Text excerpt -
┄┄┄┄┄┄
By | Published on Friday 8 May 2015

Spotify

Having long resisted calls by some in the music community to add video into the mix, word has it Spotify is now considering a move into the visual, with the Wall Street Journal reporting that the streaming music firm has opened talks with traditional media companies and multi-channel networks about acquiring and creating video-based content.

And with Spotify announcing a press event in New York on 20 May – sneakily getting in before any big iBeats announcement that may or many not be made at Apple’s Worldwide Developers Conference next month – many are now wondering if some sort of video offer might be the big bit of news the company has to share.

Given the people Spotify has reportedly been approaching, it seems likely the company would be looking for original programming rather than just music videos, and the move may be a way to secure – or create – exclusive content that could differentiate its offer within the ever competitive streaming music market, where Apple and Tidal are expected to pursue an assortment of artist exclusives to gain competitive advantage.
┄┄┄┄┄┄
Requirements -
**a)** Write out the stretch of the Spotify news item from "Having long resisted" through "has to share.".
**b)** According to the Spotify news item, on what date is Spotify holding its press event in New York?
**c)** Continue the Spotify news item from its last sentence.
The records that come after the Spotify news item are not needed for any of this work.

Supplied data -
┄┄┄┄┄┄
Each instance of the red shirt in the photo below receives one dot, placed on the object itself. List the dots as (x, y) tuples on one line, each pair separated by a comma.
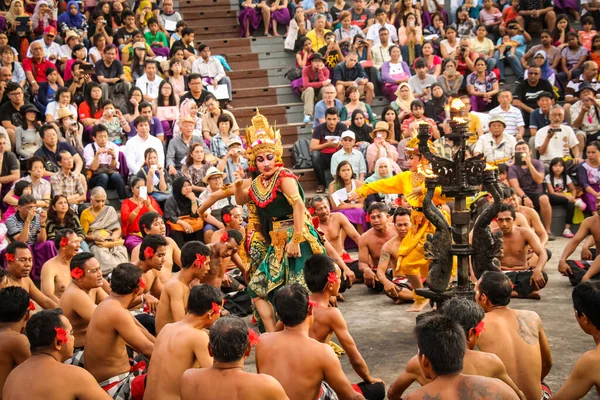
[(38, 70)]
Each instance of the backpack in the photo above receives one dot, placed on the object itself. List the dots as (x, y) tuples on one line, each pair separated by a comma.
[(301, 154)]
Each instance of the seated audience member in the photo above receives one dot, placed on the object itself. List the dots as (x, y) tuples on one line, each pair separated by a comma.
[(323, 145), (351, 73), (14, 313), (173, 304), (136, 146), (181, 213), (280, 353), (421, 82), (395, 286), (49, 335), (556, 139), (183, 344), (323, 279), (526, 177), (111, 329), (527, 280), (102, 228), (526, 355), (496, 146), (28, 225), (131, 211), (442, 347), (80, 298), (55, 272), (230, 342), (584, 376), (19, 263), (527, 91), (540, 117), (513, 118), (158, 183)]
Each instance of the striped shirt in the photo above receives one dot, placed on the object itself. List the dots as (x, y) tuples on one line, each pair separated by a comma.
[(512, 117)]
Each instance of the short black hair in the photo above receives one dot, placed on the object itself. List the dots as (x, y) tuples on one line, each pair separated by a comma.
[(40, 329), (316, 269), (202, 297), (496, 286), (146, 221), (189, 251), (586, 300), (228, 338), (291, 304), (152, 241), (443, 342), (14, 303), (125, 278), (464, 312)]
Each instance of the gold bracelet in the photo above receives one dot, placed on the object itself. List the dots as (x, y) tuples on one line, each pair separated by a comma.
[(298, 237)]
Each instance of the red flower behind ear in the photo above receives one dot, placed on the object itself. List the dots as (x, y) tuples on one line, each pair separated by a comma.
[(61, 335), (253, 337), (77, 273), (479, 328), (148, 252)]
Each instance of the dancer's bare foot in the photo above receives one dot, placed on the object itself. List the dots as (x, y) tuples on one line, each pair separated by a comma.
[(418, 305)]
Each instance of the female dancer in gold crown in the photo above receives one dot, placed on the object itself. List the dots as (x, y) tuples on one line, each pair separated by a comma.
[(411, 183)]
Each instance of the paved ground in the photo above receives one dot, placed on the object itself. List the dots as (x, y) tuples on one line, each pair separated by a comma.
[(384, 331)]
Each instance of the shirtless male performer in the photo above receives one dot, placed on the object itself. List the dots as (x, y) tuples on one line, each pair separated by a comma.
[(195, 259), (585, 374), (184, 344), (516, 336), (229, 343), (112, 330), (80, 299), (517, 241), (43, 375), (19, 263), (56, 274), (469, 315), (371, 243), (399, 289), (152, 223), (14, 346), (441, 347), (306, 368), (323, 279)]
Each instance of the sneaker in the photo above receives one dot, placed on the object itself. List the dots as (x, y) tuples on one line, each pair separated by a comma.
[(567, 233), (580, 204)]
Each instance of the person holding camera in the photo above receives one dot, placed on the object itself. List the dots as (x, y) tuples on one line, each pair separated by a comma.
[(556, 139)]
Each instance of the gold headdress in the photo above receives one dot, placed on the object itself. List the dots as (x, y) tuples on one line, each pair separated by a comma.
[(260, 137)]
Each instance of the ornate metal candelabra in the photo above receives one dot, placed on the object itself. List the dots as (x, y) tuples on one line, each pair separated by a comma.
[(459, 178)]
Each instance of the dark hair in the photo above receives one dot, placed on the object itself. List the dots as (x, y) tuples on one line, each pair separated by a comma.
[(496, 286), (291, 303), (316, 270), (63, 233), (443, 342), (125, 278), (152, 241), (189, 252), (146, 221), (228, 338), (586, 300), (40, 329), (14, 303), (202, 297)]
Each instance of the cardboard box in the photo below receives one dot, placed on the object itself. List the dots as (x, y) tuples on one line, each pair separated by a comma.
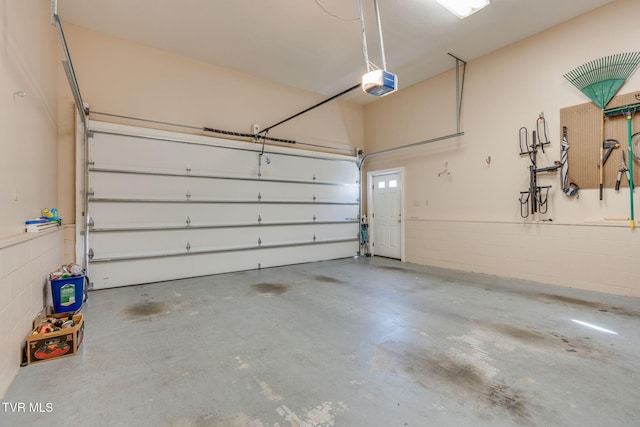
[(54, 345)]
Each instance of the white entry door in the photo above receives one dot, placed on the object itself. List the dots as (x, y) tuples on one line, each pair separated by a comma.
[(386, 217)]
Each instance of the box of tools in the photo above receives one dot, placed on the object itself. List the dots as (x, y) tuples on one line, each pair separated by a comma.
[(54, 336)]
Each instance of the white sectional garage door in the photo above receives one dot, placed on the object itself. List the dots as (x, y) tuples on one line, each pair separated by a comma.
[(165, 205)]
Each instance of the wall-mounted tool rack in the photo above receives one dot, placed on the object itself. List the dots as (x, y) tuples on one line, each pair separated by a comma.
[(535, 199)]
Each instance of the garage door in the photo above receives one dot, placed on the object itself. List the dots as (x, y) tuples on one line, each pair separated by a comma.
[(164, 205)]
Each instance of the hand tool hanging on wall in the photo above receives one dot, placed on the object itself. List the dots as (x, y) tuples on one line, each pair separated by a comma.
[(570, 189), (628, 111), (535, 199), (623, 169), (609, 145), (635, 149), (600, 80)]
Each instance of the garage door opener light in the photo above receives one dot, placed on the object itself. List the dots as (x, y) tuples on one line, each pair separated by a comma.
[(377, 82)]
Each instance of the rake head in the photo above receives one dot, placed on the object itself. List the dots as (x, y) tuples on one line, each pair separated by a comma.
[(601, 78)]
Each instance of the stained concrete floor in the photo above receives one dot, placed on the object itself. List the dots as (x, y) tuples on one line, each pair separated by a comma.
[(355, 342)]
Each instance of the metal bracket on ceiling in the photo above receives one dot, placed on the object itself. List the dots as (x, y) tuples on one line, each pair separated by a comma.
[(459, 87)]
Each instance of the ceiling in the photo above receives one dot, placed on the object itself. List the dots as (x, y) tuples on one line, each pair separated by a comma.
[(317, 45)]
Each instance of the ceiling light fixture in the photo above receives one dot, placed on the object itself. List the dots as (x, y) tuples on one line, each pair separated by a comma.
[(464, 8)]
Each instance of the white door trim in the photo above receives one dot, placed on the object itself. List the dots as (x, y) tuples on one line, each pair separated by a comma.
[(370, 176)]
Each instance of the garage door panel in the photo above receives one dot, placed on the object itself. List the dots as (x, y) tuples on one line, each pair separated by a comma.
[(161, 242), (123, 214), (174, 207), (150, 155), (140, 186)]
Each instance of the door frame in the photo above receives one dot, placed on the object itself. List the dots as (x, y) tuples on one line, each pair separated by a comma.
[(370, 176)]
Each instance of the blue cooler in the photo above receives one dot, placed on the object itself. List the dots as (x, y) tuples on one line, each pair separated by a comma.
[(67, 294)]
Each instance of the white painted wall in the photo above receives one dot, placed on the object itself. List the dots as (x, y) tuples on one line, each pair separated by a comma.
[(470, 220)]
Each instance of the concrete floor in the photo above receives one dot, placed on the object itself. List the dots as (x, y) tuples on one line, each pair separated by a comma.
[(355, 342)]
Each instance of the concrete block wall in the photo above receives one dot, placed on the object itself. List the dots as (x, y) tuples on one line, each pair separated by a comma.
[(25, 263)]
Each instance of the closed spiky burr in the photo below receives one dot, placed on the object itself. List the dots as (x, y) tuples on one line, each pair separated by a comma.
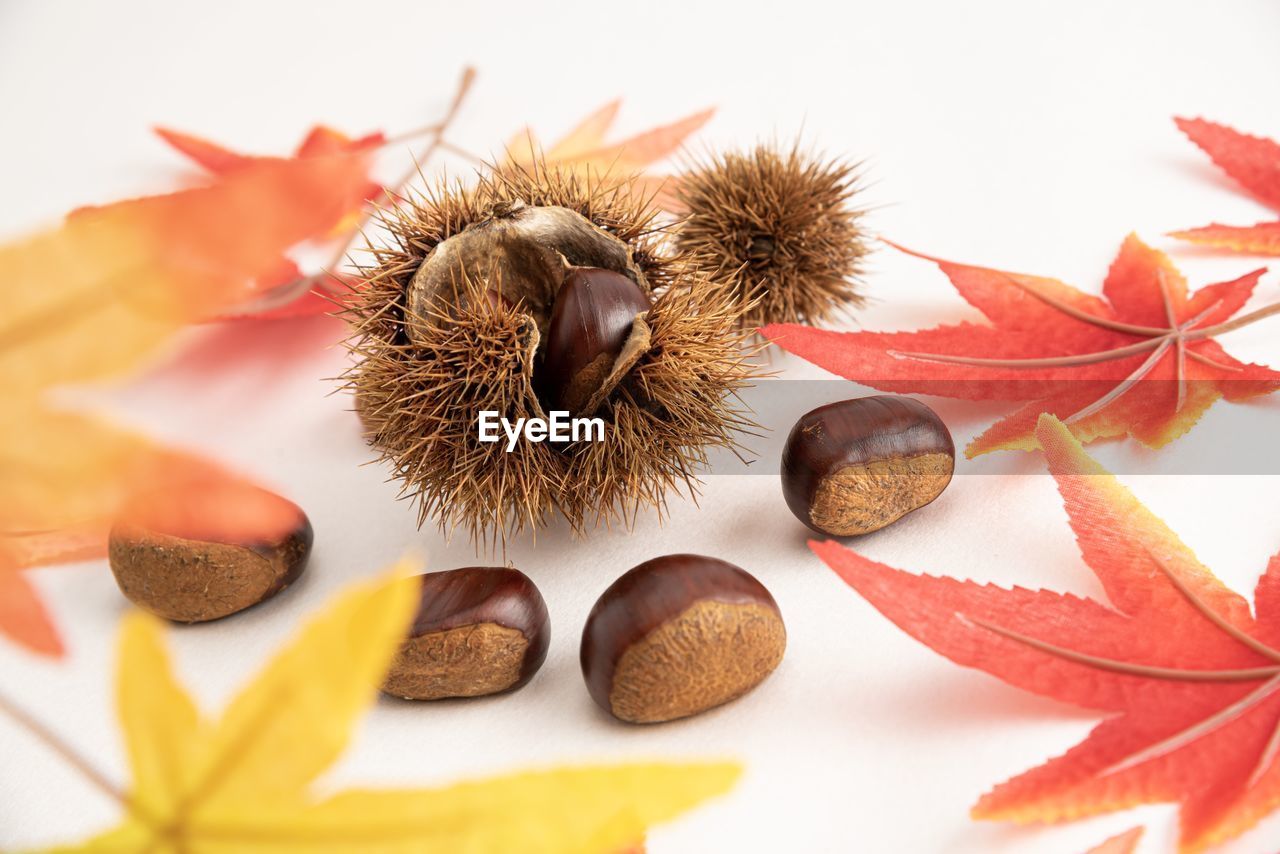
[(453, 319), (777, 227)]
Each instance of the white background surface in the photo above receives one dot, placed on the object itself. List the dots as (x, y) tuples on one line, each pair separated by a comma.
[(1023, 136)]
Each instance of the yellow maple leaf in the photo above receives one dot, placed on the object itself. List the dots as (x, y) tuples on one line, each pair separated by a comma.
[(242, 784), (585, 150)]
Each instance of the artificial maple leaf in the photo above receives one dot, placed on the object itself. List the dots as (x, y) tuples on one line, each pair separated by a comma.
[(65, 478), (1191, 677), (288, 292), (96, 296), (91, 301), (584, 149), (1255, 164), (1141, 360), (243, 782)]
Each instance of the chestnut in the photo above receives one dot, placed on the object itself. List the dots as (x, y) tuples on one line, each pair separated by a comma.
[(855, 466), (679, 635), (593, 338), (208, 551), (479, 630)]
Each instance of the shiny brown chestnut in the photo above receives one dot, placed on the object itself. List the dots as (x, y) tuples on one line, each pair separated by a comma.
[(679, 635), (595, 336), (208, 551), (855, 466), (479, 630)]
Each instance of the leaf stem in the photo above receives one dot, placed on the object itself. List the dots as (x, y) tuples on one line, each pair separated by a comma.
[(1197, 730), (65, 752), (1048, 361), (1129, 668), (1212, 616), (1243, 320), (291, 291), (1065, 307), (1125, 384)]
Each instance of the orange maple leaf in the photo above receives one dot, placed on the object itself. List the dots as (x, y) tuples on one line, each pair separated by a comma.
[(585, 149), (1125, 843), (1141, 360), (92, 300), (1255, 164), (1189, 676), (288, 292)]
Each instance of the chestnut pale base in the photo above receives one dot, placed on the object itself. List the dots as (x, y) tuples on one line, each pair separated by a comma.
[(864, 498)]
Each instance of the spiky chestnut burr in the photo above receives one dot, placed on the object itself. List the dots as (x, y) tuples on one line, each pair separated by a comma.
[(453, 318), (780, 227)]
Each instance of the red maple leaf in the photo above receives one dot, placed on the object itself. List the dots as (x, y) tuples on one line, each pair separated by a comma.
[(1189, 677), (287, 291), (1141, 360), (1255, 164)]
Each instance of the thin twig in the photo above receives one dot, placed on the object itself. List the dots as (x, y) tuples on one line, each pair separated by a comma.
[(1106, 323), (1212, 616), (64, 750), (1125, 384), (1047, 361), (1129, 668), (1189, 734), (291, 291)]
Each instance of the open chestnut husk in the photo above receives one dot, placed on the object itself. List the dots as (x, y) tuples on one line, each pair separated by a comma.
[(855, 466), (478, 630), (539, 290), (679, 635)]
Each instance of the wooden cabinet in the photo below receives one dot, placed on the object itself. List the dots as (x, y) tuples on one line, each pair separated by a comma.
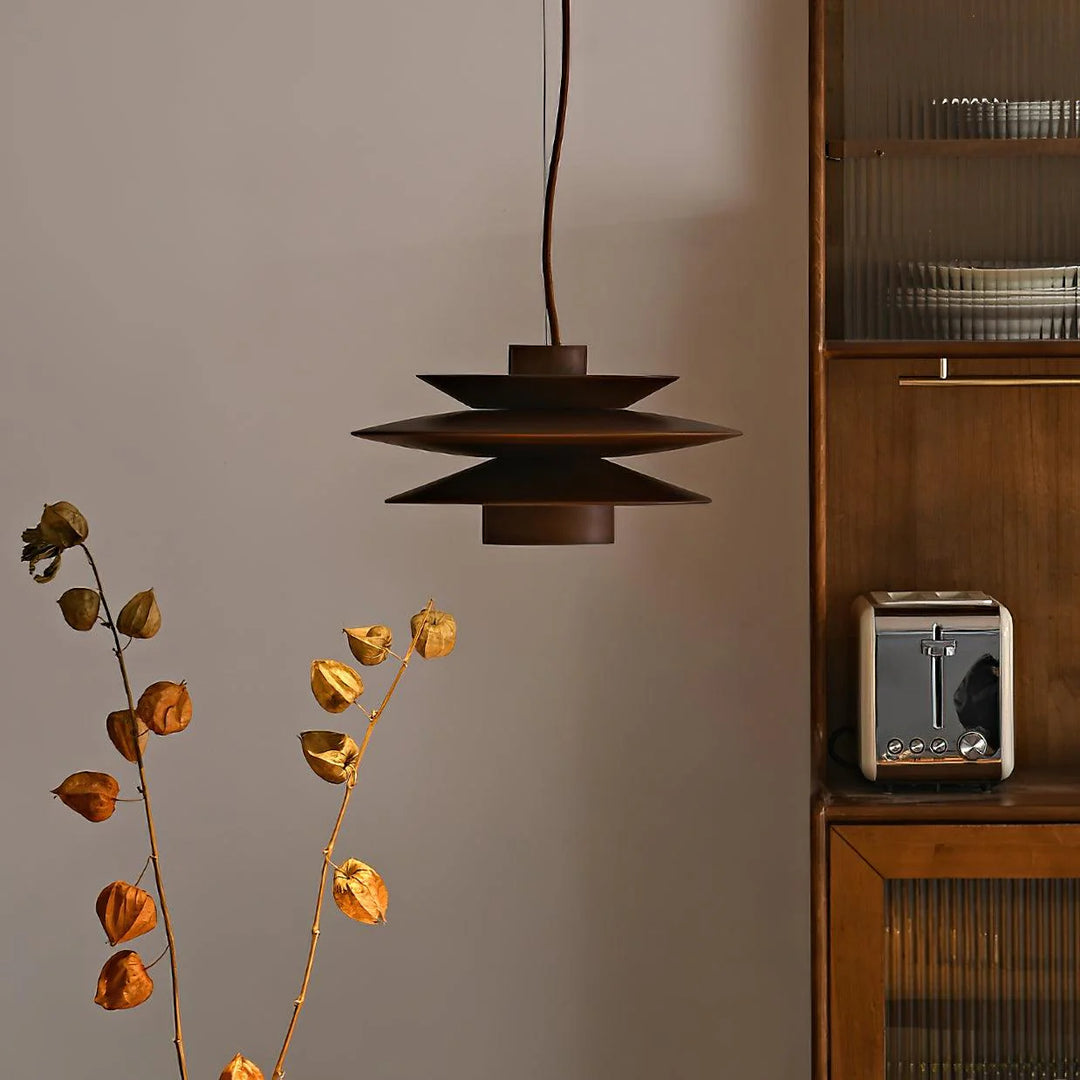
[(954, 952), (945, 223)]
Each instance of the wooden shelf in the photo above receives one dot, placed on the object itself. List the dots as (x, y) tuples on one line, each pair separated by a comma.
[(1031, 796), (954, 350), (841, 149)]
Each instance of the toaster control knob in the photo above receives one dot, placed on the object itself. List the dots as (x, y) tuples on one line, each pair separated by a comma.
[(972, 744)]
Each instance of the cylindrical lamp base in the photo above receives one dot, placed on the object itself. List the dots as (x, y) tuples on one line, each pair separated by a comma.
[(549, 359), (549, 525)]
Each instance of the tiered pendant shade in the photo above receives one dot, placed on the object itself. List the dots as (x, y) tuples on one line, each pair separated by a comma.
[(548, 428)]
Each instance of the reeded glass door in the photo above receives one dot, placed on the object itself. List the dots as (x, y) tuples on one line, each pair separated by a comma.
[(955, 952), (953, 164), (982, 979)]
┄┄┄┄┄┄
Responses by task -
**a)**
Having long resisted calls by some in the music community to add video into the mix, word has it Spotify is now considering a move into the visual, with the Wall Street Journal reporting that the streaming music firm has opened talks with traditional media companies and multi-channel networks about acquiring and creating video-based content.

And with Spotify announcing a press event in New York on 20 May – sneakily getting in before any big iBeats announcement that may or many not be made at Apple’s Worldwide Developers Conference next month – many are now wondering if some sort of video offer might be the big bit of news the company has to share.

**b)** 20 May

**c)**
It may also be that Spotify execs reckon there are more opportunities for advertising and brand partnerships in video than with audio. Although Spotify’s freemium level is ad-funded, the company is not a major player in the advertising space – the free service now very much a marketing tool rather than a standalone business – but a move into video could open up some new revenue potential to help prop up the more contentious free-to-the-user side of the firm’s operation.

It seems unlikely Spotify would go fully into video-on-demand – ie put itself into competition with the Netflixes and Amazons of the world – instead focusing more on short-form and music-related video content. Though that still puts it in competition – both for users and advertisers – with YouTube and Facebook’s increasingly major play in video, not to mention, on the subscriptions side, start-ups like Vessel.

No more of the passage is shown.